##### Extracted information #####

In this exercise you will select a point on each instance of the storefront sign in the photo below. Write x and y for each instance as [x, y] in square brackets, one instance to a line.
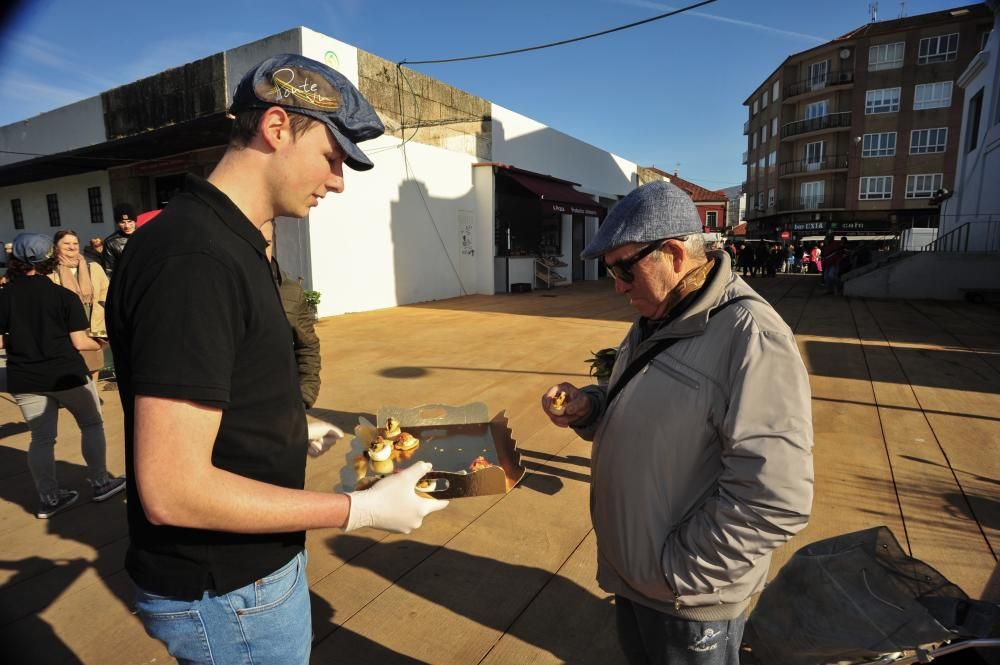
[568, 209]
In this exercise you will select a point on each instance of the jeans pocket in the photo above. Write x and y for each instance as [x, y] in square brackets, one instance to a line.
[278, 624]
[174, 623]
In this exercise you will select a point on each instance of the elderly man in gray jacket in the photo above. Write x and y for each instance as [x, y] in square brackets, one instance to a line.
[702, 457]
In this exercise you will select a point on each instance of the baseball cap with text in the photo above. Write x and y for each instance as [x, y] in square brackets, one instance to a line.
[307, 87]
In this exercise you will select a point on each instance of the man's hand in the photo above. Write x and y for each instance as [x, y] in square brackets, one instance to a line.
[576, 407]
[322, 435]
[392, 504]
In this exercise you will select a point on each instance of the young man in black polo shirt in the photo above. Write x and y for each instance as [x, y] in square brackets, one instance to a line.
[215, 428]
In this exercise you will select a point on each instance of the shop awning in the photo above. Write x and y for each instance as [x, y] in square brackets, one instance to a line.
[556, 193]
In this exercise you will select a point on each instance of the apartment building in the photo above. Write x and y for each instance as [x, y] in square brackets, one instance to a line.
[860, 136]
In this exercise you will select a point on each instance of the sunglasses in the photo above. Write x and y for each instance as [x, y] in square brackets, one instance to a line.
[623, 269]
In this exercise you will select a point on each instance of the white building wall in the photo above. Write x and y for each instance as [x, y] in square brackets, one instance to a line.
[395, 235]
[74, 206]
[528, 144]
[976, 195]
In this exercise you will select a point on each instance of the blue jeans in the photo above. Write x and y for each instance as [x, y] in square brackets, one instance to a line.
[649, 637]
[266, 622]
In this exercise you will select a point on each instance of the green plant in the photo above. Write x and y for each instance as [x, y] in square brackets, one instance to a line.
[601, 363]
[312, 299]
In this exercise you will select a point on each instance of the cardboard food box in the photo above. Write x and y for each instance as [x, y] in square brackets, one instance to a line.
[472, 454]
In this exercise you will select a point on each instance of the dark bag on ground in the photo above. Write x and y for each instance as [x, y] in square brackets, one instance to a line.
[858, 596]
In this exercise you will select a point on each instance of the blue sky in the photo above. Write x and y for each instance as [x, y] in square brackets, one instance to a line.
[667, 93]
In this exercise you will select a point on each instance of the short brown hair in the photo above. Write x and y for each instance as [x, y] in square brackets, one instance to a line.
[247, 123]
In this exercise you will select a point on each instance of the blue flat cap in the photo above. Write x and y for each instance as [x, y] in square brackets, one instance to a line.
[307, 87]
[32, 248]
[655, 211]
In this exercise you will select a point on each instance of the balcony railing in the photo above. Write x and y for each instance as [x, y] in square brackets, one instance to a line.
[828, 121]
[828, 162]
[819, 83]
[812, 202]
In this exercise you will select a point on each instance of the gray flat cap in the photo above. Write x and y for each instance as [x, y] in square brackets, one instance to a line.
[654, 211]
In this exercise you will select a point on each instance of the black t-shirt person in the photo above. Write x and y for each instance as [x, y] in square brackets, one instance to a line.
[194, 314]
[37, 316]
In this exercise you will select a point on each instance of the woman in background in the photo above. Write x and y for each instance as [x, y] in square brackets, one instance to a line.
[89, 282]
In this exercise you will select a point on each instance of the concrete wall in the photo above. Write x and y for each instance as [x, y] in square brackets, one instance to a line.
[976, 195]
[65, 128]
[928, 275]
[74, 206]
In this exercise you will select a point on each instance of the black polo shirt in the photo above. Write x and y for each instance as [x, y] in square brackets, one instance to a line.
[194, 314]
[37, 316]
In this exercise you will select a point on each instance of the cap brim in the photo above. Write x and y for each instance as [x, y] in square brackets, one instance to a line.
[353, 156]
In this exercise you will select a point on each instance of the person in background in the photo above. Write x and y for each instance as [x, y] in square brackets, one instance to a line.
[94, 251]
[302, 320]
[216, 436]
[44, 329]
[115, 243]
[702, 461]
[88, 281]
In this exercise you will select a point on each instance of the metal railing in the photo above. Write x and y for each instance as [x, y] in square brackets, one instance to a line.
[814, 83]
[828, 121]
[806, 166]
[977, 236]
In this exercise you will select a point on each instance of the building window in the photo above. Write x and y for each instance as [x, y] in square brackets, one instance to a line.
[932, 95]
[814, 155]
[882, 100]
[941, 48]
[885, 56]
[812, 194]
[817, 109]
[819, 75]
[52, 200]
[928, 140]
[96, 206]
[879, 145]
[923, 186]
[972, 121]
[16, 213]
[875, 187]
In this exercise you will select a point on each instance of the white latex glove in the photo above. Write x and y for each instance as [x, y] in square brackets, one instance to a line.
[322, 435]
[392, 504]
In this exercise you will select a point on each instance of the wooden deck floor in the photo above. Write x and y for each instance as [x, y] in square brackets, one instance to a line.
[906, 397]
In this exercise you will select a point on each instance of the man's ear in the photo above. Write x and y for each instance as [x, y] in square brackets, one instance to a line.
[275, 127]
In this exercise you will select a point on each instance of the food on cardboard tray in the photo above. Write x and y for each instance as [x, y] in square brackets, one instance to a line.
[392, 430]
[406, 441]
[479, 463]
[558, 405]
[379, 450]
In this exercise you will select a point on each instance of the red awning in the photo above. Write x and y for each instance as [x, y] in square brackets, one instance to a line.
[559, 195]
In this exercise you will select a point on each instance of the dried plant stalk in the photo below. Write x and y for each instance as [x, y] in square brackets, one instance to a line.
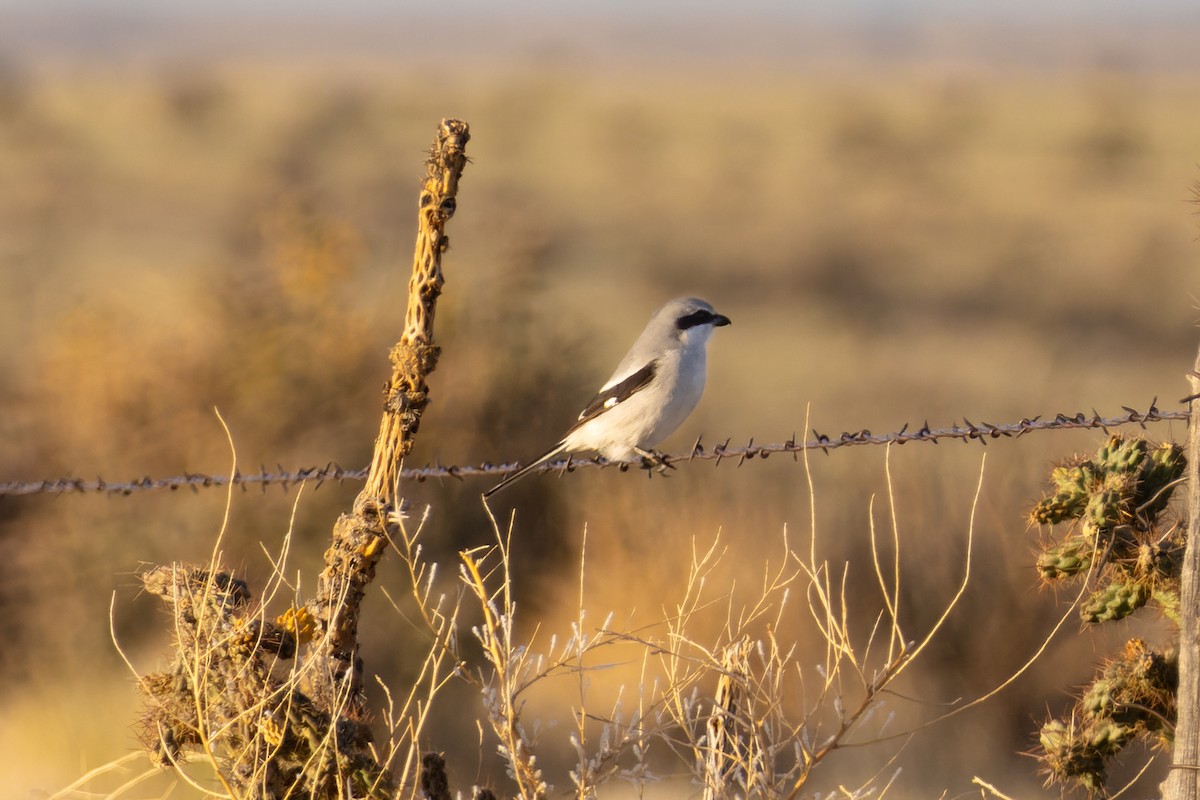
[360, 536]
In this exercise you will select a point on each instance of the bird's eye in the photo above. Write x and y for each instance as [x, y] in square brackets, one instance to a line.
[694, 318]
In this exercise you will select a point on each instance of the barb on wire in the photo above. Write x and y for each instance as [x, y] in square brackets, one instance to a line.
[966, 431]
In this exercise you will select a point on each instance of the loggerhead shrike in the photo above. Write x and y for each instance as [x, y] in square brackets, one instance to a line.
[653, 390]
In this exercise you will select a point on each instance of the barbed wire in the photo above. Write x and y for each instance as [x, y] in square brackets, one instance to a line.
[966, 431]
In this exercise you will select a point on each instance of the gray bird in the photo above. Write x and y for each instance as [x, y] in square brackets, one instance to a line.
[654, 389]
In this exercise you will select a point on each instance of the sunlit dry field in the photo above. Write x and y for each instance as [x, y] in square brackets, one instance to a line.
[892, 247]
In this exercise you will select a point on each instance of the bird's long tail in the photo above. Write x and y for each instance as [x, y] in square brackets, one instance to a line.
[528, 468]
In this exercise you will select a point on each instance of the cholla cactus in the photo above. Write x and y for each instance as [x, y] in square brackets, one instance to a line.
[1133, 696]
[1117, 537]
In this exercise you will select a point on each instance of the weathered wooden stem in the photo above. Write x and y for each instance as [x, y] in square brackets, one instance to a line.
[360, 537]
[1183, 782]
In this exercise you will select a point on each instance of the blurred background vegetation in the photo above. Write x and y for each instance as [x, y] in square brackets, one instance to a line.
[907, 217]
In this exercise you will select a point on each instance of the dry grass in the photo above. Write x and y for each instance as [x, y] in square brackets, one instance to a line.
[889, 248]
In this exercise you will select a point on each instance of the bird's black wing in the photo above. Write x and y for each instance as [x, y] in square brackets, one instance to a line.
[617, 394]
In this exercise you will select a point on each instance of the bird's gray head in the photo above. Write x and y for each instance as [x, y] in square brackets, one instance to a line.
[690, 317]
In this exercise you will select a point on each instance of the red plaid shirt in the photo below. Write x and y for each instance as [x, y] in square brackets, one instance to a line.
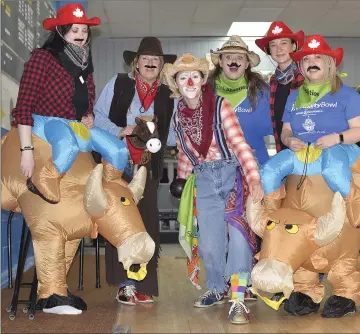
[295, 84]
[236, 145]
[47, 89]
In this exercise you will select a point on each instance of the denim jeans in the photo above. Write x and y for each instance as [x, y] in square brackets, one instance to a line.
[214, 182]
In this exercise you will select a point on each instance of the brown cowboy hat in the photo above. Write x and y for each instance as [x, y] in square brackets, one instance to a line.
[235, 45]
[150, 46]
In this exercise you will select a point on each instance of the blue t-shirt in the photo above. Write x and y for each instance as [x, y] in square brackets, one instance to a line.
[256, 124]
[328, 115]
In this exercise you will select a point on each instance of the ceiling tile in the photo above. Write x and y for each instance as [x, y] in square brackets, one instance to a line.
[216, 11]
[266, 3]
[258, 15]
[138, 11]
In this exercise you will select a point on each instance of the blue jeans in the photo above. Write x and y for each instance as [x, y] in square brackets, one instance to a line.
[127, 283]
[214, 182]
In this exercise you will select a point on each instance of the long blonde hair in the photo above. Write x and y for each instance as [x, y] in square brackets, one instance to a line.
[330, 73]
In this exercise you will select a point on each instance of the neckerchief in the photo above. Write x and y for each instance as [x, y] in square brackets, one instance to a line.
[284, 77]
[197, 123]
[235, 91]
[311, 93]
[79, 55]
[146, 92]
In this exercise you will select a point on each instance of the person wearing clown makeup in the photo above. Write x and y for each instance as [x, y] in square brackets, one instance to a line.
[55, 102]
[211, 147]
[278, 43]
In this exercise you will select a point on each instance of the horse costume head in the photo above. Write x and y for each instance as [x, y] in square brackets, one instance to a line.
[144, 140]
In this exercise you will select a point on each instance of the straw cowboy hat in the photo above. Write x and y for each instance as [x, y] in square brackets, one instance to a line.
[70, 14]
[187, 62]
[279, 29]
[150, 46]
[316, 44]
[235, 45]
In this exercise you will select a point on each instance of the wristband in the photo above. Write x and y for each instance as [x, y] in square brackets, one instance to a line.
[341, 136]
[27, 148]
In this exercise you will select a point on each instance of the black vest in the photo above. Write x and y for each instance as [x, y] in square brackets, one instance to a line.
[124, 91]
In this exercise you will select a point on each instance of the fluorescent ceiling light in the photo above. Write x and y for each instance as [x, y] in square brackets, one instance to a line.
[249, 29]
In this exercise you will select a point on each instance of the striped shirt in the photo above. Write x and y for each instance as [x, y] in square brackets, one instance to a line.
[236, 144]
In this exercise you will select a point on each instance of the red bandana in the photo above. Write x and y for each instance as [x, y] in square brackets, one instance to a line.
[197, 123]
[146, 93]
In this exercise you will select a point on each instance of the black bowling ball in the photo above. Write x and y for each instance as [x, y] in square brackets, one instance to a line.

#####

### What the exercise asks
Quote, word for word, every line starting at the one that contains "of the horse" and ending with the final line of the entries.

### Expected answer
In this exercise you will select a point on each instance of the horse costume head in the photo above. Write x and y for each instance as [x, y] in square brackets, one instance to a line.
[144, 140]
In this exercise you will select a point on each instance of the straw cowboy hat in the photo above. Write x and y for each instance as [x, y] in square brackets, one instance to a line.
[70, 14]
[187, 62]
[279, 29]
[150, 46]
[316, 44]
[235, 45]
In this exercise you will select a point on each instance of the wristband in the photo above. Write x and y for each instance as [x, y] in square brackets, one instance to a line.
[341, 136]
[27, 148]
In this exercise you will select a point on each instance of the black vest in the photo above. Write x and y for each instance as [x, y] in square brackets, one instance to a line.
[124, 91]
In this exercise you will select a point on each instance of the fluorescent ceiling light in the photo above. Write x and y for each instance as [x, y] in square brackets, one instance to a line.
[249, 29]
In this exercise you will select a point on each instance of the striped shirt in the photo above. Write x and y for each instance as [x, y] in square brackets, one instance to a line.
[236, 144]
In this exercise you will select a point on each instance of the red bandana in the photo above. Write x and y for each instance as [x, y] in square brackets, one instance to a line.
[197, 123]
[146, 93]
In this exercise you will select a point on each instance of the black bowling ball in the photo above. Write x and y for each instance as [x, y] in square brackets, one instance to a line.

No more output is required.